* [Instructions for the task] Repeat every line of the records below, swapping each "trace" for "draw" and leaving everything else unchanged. Omit the pictures.

=== Given records ===

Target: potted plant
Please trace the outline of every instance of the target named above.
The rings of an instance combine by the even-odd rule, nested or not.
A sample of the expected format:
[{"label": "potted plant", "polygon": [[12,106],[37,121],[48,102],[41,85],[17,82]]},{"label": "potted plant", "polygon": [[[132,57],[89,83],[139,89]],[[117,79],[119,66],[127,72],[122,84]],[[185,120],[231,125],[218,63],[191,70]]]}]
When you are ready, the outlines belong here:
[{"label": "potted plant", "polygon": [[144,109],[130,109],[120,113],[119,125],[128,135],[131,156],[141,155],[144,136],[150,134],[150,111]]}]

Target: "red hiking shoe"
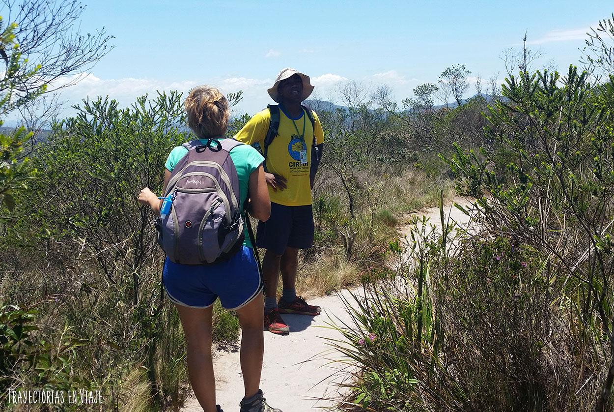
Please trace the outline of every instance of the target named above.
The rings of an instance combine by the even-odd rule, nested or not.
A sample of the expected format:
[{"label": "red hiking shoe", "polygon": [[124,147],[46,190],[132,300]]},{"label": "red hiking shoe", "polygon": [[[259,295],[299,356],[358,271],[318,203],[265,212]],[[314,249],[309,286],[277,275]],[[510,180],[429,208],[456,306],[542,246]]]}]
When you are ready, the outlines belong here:
[{"label": "red hiking shoe", "polygon": [[265,312],[265,330],[277,335],[290,333],[290,327],[279,315],[279,311],[276,307]]},{"label": "red hiking shoe", "polygon": [[322,309],[319,306],[308,304],[302,296],[297,296],[293,302],[286,303],[280,299],[277,303],[279,313],[294,313],[297,315],[319,315]]}]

===

* [Reply]
Target: potted plant
Please draw the outline of every instance of the target named above.
The rings of an instance combine by the even-odd rule, nested or not.
A sample of the expected format:
[{"label": "potted plant", "polygon": [[12,106],[37,121],[48,102],[41,85],[17,82]]},{"label": "potted plant", "polygon": [[[132,57],[89,83],[139,89]],[[117,79],[119,66],[127,72],[122,84]],[[185,120],[231,125],[218,63],[191,70]]]}]
When you are ready, the outlines belong here:
[{"label": "potted plant", "polygon": [[144,109],[130,109],[120,113],[119,125],[128,135],[131,156],[141,155],[144,136],[150,134],[150,111]]}]

Target: "red hiking shoe"
Please draw the outline of every instance of the target named above.
The rings of an instance combine by the even-odd rule, nested or not.
A sample of the expected format:
[{"label": "red hiking shoe", "polygon": [[124,147],[46,190],[132,300]]},{"label": "red hiking shoe", "polygon": [[[259,295],[299,356],[358,271],[318,203],[265,212]],[[314,249],[309,286],[277,275]],[[510,180],[429,208],[456,306],[542,246]]]}]
When you are ready, the outlines belong here:
[{"label": "red hiking shoe", "polygon": [[265,312],[265,330],[277,335],[290,333],[290,327],[279,315],[279,311],[276,307]]},{"label": "red hiking shoe", "polygon": [[322,309],[319,306],[308,304],[302,296],[297,296],[293,302],[286,303],[280,299],[277,303],[279,313],[294,313],[297,315],[319,315]]}]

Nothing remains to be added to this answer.